* **AUSZUG ZUM LESEN**:
——
Mit Simone Mengon und Ivan Snajder folgten vor der Saison zwei Stammkräfte dem Ex-Trainer Misha Kaufmann zum TVB Stuttgart, Filip Vistorop ging zur HSG Wetzlar, Malte Donker zu GWD Minden und kurz vor dem Trainingsauftakt verlor der ThSV auch noch seinen einzigen Unterschiedsspieler: Marko Grgic, in den vergangenen zwei Jahren der große Garant für den zweimaligen Klassenerhalt, wechselte kurzfristig zur SG Flensburg-Handewitt.
Hinze hatte den deutschen Nationalspieler fest eingeplant, letztendlich drängte aber Grgic auf einen Wechsel. Und eine Ablösesumme kassierten die Eisenacher auch noch. „Durch Markos Weggang hat sich unsere Situation natürlich verändert. Alles ist noch ein wenig komplizierter geworden. Aber in Eisenach wird oft gesagt: ,Einfach kann jeder!‘ Und das ist auch so. Wir müssen damit umgehen und arbeiten konzentriert weiter“, sagt Hinze, der in Eisenach einen XXL-Umbruch meistern muss.
——
* **BEREITGESTELLTE AUFLISTUNG**:

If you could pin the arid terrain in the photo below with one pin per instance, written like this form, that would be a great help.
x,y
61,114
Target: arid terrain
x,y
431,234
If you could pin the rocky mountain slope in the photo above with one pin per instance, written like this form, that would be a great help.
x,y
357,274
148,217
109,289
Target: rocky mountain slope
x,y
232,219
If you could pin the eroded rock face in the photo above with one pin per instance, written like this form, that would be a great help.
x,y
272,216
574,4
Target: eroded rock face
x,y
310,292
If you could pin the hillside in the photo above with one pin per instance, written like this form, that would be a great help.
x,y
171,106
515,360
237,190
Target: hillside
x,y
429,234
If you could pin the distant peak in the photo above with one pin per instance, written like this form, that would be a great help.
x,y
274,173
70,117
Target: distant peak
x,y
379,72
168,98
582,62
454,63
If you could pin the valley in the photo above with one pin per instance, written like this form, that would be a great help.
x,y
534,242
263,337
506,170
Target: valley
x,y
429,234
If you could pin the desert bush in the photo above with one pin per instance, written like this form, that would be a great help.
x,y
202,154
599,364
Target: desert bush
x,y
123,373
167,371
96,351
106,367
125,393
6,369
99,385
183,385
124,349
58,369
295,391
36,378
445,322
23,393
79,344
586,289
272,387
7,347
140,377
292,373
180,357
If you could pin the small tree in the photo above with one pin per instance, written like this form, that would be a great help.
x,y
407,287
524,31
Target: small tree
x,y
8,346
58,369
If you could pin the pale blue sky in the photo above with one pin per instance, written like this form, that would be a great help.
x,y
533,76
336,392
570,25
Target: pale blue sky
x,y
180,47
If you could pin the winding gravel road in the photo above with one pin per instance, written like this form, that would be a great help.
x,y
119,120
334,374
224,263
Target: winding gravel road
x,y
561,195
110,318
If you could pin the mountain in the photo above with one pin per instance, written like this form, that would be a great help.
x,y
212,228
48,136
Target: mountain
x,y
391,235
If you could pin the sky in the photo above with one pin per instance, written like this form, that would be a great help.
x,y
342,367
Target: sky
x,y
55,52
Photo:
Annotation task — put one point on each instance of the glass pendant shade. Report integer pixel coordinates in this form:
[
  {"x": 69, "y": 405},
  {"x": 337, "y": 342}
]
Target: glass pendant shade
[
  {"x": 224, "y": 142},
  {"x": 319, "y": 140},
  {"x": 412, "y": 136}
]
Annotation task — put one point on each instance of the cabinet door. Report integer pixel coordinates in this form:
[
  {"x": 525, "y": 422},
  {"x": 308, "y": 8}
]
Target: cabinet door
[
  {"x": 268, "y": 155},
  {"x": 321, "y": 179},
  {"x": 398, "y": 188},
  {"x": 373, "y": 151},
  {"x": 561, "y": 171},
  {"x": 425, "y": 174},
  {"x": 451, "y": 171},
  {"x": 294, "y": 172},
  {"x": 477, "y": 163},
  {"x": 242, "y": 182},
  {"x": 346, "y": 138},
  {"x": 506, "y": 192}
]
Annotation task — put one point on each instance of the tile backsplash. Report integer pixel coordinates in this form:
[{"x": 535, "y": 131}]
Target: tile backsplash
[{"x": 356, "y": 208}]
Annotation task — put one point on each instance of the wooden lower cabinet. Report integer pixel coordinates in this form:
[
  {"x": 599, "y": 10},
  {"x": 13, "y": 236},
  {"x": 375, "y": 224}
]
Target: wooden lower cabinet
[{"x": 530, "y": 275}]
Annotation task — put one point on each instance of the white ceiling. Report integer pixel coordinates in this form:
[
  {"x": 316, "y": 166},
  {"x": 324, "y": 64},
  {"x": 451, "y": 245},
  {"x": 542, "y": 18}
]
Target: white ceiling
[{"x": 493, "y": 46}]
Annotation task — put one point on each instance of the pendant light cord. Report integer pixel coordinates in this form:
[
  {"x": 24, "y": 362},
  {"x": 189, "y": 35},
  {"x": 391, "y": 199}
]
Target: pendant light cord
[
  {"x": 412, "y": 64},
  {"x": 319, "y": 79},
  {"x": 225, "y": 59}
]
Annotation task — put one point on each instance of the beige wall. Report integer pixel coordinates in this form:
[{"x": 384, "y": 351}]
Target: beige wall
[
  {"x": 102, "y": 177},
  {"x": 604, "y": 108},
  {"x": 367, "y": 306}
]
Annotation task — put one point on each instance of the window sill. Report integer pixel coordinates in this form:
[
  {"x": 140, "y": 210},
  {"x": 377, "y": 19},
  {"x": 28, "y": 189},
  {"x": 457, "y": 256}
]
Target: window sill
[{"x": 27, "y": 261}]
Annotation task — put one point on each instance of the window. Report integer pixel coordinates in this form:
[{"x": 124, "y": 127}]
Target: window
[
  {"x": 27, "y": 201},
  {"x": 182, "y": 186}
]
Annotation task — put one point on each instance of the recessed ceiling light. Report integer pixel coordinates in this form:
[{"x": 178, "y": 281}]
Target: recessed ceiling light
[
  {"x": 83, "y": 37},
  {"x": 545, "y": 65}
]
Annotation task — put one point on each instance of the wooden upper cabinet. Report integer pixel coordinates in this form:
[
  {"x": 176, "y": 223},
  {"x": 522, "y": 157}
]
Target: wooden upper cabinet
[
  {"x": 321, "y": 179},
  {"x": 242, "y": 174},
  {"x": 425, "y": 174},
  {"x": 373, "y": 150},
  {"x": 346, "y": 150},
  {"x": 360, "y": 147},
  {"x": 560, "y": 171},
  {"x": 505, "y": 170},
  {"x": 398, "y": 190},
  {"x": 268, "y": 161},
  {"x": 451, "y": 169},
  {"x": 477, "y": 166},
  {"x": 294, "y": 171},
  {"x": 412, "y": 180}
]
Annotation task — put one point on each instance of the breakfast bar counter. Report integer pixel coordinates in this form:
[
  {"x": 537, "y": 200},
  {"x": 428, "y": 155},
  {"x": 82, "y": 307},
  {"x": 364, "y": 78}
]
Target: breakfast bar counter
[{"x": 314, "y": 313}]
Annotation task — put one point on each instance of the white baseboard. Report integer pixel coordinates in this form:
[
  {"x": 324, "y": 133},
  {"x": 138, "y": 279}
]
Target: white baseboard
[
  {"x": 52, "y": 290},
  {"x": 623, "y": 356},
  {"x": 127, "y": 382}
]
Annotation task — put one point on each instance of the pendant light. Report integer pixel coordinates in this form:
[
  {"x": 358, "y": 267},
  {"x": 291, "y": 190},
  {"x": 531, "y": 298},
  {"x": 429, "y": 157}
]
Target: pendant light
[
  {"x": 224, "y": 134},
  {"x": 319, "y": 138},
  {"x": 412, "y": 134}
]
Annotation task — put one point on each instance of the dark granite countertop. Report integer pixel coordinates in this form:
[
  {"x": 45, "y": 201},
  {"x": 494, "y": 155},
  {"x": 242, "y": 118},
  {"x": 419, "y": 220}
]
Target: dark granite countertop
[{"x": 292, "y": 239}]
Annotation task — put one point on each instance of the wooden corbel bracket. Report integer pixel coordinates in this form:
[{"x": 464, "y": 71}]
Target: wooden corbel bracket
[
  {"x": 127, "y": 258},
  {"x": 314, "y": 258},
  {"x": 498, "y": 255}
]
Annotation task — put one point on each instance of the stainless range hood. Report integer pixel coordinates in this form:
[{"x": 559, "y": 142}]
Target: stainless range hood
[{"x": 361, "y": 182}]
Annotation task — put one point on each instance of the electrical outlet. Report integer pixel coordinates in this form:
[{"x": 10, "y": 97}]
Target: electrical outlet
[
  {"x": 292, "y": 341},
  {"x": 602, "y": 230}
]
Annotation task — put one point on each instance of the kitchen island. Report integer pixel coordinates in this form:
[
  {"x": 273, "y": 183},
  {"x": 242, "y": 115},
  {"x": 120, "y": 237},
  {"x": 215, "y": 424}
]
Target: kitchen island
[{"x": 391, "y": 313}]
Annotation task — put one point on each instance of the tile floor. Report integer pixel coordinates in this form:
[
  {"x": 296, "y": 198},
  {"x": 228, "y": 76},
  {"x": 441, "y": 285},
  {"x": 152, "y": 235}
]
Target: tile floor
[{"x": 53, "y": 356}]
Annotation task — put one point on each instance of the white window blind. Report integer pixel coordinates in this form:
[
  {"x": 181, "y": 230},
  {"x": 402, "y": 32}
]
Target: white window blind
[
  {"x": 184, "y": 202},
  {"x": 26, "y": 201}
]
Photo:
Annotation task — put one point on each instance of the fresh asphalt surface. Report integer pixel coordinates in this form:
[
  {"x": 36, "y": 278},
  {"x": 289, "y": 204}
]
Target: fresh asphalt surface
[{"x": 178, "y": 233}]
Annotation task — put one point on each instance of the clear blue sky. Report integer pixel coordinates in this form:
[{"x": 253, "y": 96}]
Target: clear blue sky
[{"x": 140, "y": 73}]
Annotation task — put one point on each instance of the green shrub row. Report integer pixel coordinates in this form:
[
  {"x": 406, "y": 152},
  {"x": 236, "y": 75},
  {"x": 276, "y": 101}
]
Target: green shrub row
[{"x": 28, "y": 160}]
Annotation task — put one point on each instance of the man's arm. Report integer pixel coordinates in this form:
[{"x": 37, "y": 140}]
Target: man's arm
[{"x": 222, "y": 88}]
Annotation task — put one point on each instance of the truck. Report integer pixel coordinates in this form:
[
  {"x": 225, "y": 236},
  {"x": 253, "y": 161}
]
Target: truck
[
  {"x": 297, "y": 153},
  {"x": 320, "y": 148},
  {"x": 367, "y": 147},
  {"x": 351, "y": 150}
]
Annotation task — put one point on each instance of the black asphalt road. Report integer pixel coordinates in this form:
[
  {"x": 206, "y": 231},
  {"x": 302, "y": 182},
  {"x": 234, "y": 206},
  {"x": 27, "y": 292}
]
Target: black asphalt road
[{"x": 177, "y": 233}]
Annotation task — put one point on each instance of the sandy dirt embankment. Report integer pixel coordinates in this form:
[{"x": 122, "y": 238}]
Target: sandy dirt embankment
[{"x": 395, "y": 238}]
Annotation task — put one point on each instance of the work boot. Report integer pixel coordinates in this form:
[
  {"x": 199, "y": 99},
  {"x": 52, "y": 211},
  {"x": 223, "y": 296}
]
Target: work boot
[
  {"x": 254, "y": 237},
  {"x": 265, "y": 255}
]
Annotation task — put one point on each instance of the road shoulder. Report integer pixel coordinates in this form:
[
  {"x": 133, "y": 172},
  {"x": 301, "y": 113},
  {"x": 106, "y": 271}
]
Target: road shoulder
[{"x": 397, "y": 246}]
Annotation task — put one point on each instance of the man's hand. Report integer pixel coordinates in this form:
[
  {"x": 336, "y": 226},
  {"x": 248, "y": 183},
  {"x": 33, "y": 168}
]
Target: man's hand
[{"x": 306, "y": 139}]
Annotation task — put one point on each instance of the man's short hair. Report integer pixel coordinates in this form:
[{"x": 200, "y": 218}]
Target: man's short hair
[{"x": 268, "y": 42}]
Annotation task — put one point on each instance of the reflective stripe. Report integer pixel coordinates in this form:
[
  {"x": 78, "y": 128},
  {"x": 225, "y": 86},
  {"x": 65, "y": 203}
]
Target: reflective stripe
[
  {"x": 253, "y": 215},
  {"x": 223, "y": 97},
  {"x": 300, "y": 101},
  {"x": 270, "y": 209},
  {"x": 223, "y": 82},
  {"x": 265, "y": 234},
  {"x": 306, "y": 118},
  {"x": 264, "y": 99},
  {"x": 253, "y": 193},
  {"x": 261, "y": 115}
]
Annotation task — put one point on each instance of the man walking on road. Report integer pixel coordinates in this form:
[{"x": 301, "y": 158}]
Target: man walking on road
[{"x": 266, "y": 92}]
——
* **DEINE AUFGABE 1**:
Gib den Auszug über den Umbruch beim ThSV von „Hinze hatte den“ bis einschließlich „XXL-Umbruch meistern muss.“ wortgetreu wieder.
* **DEINE AUFGABE 2**:
Schreib auf, wie der Auszug über den Umbruch beim ThSV nach seinem letzten Satz weitergeht.
Die Auflistung ist eigenständiges Material und gehört nicht zum Auszug.

* **DEINE ANTWORT 1**:
Hinze hatte den deutschen Nationalspieler fest eingeplant, letztendlich drängte aber Grgic auf einen Wechsel. Und eine Ablösesumme kassierten die Eisenacher auch noch. „Durch Markos Weggang hat sich unsere Situation natürlich verändert. Alles ist noch ein wenig komplizierter geworden. Aber in Eisenach wird oft gesagt: ,Einfach kann jeder!‘ Und das ist auch so. Wir müssen damit umgehen und arbeiten konzentriert weiter“, sagt Hinze, der in Eisenach einen XXL-Umbruch meistern muss.

* **DEINE ANTWORT 2**:
Viele Spieler ohne oder mit nur wenig Bundesligaerfahrung stehen im Kader, in der Vorbereitung hätte es auch das „eine oder andere Fragezeichen“ gegeben, gibt der Trainer zu. Drei Niederlagen kassierten die Eisenacher beim Wartburg Cup gegen Skanderborg-Aarhus (Dänemark), den SC Magdeburg und den TBV Lemgo Lippe. Doch Hinze verfiel nicht in Panik, sondern bewahrte die Ruhe. Was typisch für ihn ist. Der 46-Jährige war noch nie sonderlich anfällig für große Emotionen in die eine oder andere Richtung, sondern gehört zu den sachlichen Vertretern seiner Zunft. So war es schon im Abstiegskampf mit dem Bergischen HC oder auch beim Pokalsieg mit den Löwen. Und so ist es jetzt auch in Eisenach, wo nun schon im dritten Jahr in Folge Bundesliga-Handball gespielt wird.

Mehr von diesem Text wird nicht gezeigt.